● TO DO: Report every line below that has the string "roof" in it.
---------- RECORDS PROVIDED
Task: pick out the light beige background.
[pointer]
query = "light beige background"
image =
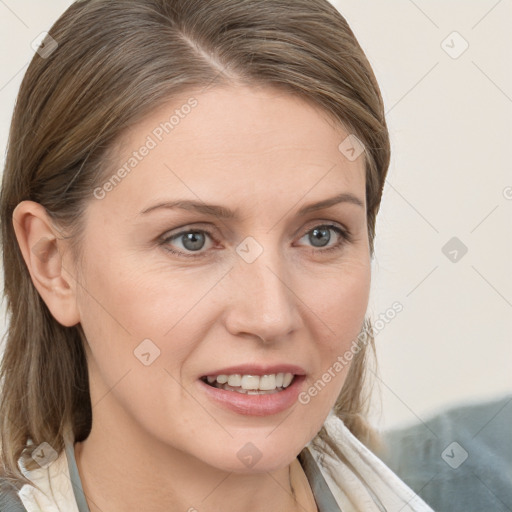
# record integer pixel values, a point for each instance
(451, 176)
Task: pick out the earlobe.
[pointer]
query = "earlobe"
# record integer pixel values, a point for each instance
(42, 248)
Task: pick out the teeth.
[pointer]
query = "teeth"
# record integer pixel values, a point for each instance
(251, 384)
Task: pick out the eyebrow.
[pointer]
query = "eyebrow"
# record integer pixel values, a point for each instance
(225, 213)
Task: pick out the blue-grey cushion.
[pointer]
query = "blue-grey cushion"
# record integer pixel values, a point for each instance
(458, 460)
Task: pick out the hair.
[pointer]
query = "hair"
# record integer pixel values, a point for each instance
(116, 62)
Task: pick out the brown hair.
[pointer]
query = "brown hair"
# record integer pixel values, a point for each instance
(116, 61)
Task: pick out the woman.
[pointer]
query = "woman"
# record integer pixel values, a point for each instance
(189, 206)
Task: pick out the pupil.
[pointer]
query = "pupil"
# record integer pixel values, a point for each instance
(319, 235)
(193, 241)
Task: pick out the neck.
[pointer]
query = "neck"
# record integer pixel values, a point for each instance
(124, 469)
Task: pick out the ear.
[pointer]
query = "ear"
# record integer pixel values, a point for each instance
(42, 247)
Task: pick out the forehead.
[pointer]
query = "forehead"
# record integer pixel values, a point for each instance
(236, 141)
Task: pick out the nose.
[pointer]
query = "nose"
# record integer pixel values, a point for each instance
(263, 302)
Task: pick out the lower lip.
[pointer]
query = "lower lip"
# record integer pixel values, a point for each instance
(255, 405)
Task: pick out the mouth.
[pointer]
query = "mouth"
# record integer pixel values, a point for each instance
(248, 384)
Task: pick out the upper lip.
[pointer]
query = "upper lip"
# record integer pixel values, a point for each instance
(258, 369)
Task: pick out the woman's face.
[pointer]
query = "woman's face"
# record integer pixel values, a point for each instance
(235, 274)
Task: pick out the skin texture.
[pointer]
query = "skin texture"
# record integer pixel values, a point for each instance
(157, 441)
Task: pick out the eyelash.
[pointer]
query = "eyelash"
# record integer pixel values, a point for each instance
(345, 237)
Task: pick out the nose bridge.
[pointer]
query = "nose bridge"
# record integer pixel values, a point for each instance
(263, 300)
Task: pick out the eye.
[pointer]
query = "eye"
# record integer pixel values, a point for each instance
(192, 241)
(320, 236)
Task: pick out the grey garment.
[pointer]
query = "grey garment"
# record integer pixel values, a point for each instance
(459, 460)
(324, 499)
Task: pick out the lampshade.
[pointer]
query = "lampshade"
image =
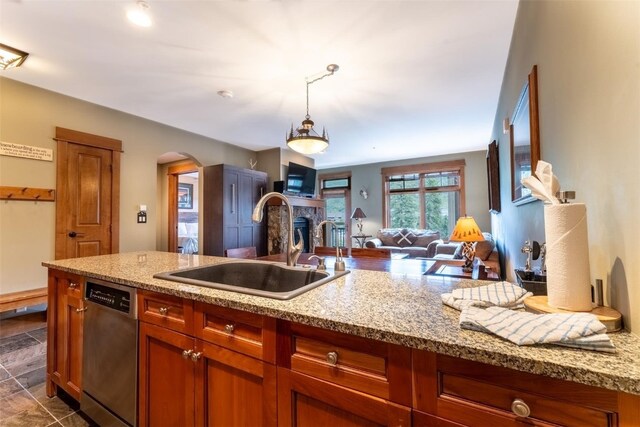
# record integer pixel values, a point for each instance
(466, 230)
(358, 214)
(10, 57)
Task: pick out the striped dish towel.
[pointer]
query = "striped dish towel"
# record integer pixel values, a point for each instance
(579, 330)
(501, 294)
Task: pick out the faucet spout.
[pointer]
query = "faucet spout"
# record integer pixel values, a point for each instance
(293, 250)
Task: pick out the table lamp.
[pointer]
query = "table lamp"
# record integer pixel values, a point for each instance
(358, 215)
(467, 232)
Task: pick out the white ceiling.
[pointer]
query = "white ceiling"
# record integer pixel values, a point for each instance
(417, 78)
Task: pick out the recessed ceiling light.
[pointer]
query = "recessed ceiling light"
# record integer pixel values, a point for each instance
(140, 15)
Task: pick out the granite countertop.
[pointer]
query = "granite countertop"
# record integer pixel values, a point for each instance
(403, 309)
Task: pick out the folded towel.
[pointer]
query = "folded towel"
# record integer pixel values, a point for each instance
(579, 330)
(501, 294)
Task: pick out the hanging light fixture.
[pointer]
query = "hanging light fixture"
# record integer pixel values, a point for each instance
(11, 57)
(305, 139)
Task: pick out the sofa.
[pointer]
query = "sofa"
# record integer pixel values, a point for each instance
(486, 251)
(412, 241)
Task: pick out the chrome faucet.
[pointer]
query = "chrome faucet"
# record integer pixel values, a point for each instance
(293, 250)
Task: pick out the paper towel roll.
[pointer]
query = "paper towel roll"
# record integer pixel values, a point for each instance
(567, 258)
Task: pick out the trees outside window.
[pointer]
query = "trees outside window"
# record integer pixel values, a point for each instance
(427, 196)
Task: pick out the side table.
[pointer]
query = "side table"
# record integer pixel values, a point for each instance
(361, 239)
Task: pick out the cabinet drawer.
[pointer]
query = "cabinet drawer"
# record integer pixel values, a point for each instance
(169, 311)
(473, 393)
(248, 333)
(373, 367)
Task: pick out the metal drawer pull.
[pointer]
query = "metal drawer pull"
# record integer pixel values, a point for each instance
(520, 408)
(332, 358)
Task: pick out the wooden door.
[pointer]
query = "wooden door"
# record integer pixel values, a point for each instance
(64, 341)
(233, 389)
(87, 181)
(165, 378)
(306, 401)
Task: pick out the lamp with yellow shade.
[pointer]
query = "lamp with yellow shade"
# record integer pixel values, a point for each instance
(467, 232)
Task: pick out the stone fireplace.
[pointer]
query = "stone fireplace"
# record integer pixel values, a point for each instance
(278, 224)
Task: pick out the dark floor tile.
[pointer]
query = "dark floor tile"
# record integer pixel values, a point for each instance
(36, 416)
(39, 334)
(17, 403)
(75, 420)
(32, 378)
(9, 387)
(16, 342)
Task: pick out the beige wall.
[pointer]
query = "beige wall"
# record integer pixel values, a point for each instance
(587, 54)
(368, 176)
(29, 115)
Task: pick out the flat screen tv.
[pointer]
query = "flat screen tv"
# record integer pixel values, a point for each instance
(301, 180)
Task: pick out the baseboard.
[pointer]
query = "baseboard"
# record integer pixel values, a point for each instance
(21, 299)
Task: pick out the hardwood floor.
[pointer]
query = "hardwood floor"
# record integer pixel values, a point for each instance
(23, 401)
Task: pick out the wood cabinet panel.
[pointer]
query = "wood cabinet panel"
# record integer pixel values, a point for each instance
(374, 367)
(230, 194)
(308, 401)
(248, 333)
(234, 389)
(168, 311)
(166, 379)
(64, 335)
(472, 393)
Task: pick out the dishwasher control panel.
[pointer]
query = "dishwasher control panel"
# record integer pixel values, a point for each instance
(116, 297)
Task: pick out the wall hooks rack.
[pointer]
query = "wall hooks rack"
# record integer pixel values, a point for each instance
(27, 193)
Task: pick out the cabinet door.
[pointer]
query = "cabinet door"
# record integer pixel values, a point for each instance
(233, 389)
(307, 401)
(64, 341)
(165, 377)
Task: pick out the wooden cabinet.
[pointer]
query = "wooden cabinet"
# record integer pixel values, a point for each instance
(230, 194)
(186, 380)
(330, 378)
(451, 391)
(64, 335)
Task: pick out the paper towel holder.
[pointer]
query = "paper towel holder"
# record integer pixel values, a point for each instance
(565, 196)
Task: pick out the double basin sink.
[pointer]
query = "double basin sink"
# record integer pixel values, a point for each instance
(254, 277)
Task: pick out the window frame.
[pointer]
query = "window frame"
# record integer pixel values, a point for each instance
(422, 169)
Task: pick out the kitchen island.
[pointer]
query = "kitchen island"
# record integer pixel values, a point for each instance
(402, 310)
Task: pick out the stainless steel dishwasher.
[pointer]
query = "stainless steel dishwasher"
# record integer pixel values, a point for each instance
(109, 361)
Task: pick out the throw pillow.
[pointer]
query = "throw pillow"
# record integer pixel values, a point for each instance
(458, 252)
(404, 238)
(485, 247)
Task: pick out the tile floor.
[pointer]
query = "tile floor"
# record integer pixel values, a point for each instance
(23, 400)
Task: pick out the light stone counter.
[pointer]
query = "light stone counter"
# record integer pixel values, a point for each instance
(397, 308)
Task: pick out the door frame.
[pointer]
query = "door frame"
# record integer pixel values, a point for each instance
(172, 193)
(63, 138)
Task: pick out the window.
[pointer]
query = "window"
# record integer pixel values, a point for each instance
(429, 195)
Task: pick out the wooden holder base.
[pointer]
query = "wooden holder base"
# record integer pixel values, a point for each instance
(609, 317)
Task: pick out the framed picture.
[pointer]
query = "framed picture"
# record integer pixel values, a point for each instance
(525, 139)
(493, 177)
(185, 196)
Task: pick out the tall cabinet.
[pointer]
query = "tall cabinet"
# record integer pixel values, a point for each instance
(230, 194)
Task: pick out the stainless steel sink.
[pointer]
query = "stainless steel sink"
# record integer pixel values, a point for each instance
(254, 277)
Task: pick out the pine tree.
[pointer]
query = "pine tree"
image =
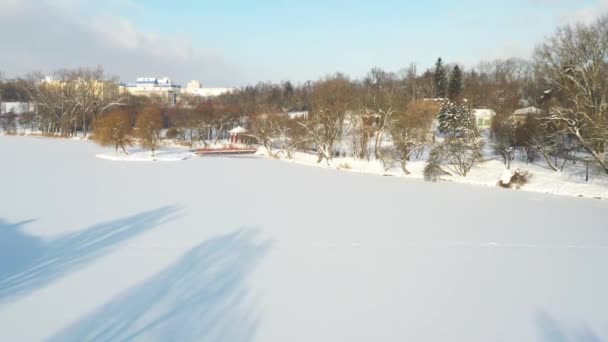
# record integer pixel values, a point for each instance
(455, 85)
(456, 119)
(440, 79)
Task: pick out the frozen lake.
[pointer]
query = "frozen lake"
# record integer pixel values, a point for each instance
(249, 249)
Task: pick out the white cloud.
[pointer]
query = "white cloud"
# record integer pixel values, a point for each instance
(40, 35)
(587, 14)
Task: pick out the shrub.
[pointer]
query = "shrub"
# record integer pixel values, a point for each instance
(432, 170)
(514, 180)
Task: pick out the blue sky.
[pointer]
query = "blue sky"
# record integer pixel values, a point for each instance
(299, 40)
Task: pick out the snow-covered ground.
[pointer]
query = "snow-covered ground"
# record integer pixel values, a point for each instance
(570, 182)
(250, 249)
(164, 153)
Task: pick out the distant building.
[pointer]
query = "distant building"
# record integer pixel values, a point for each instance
(484, 117)
(152, 86)
(16, 108)
(194, 88)
(520, 115)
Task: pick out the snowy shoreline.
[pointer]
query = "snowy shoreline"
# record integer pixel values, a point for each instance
(486, 173)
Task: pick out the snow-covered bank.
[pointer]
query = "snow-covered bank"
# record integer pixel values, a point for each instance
(162, 154)
(243, 249)
(570, 182)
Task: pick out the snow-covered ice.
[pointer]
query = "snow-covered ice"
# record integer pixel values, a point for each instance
(251, 249)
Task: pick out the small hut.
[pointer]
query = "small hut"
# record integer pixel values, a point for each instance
(238, 135)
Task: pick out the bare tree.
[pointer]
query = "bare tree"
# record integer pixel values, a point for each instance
(331, 98)
(575, 62)
(265, 129)
(411, 130)
(114, 129)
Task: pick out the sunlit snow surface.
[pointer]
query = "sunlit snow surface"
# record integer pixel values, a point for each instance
(251, 249)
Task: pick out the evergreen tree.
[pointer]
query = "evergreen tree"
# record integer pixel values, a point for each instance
(456, 119)
(440, 78)
(455, 85)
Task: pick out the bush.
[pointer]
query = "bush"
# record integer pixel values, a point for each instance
(432, 170)
(514, 179)
(172, 133)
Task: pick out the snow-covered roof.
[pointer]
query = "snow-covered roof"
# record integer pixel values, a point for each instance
(527, 111)
(484, 113)
(16, 107)
(238, 129)
(296, 115)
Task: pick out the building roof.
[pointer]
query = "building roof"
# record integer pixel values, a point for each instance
(484, 113)
(527, 111)
(238, 129)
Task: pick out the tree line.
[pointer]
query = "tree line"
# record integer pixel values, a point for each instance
(385, 116)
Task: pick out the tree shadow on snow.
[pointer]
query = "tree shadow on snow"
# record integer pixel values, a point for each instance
(198, 298)
(550, 330)
(28, 262)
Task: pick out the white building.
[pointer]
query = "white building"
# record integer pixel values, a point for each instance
(152, 86)
(194, 88)
(484, 117)
(16, 107)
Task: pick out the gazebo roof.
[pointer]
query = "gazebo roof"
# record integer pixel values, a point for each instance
(238, 129)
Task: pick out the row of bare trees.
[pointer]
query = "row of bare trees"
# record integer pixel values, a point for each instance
(387, 116)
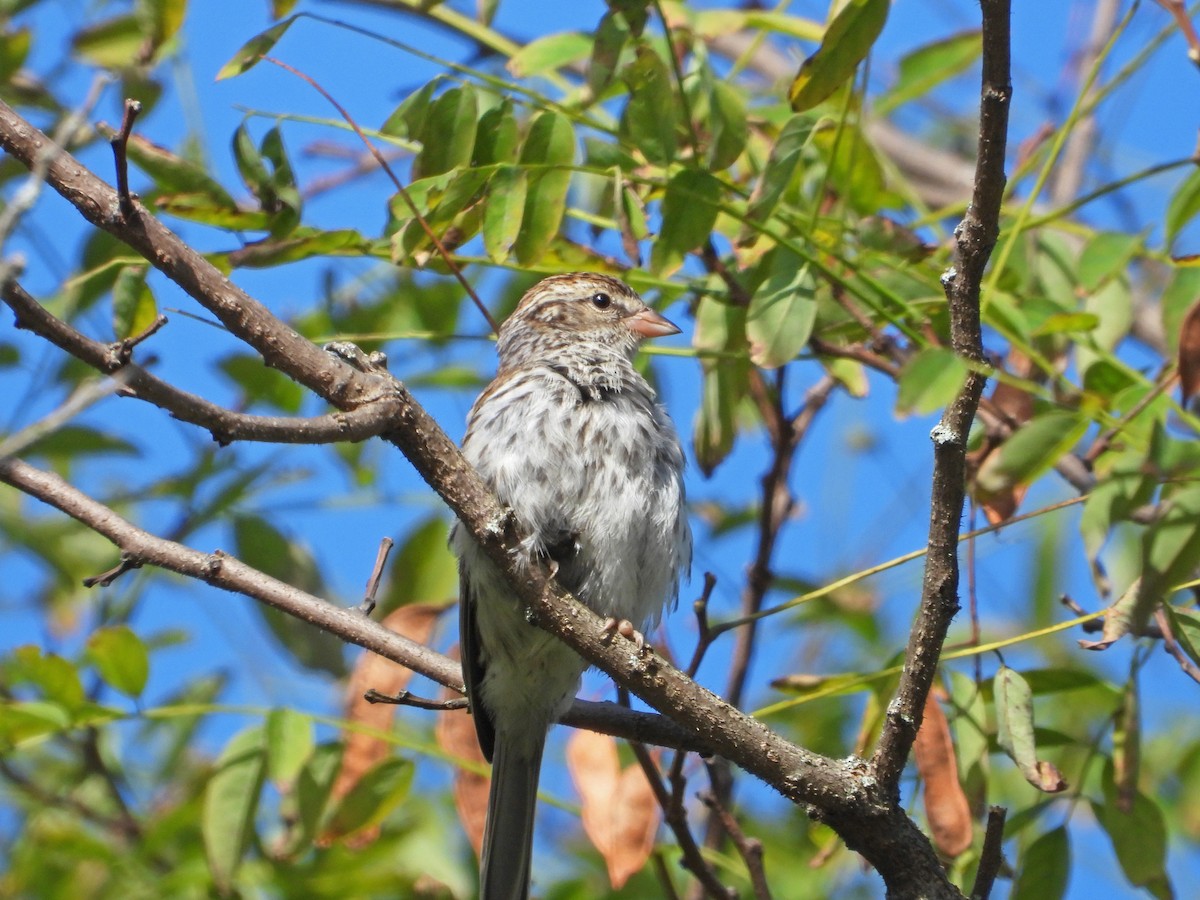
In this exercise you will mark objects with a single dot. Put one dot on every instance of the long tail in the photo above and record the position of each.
--------------------
● ANSWER TO THE EXERCISE:
Task: pick out the snow-covered roof.
query = "snow-covered roof"
Task: pick out the building roof.
query = "building roof"
Task: pick out the gazebo roof.
query = "gazebo roof"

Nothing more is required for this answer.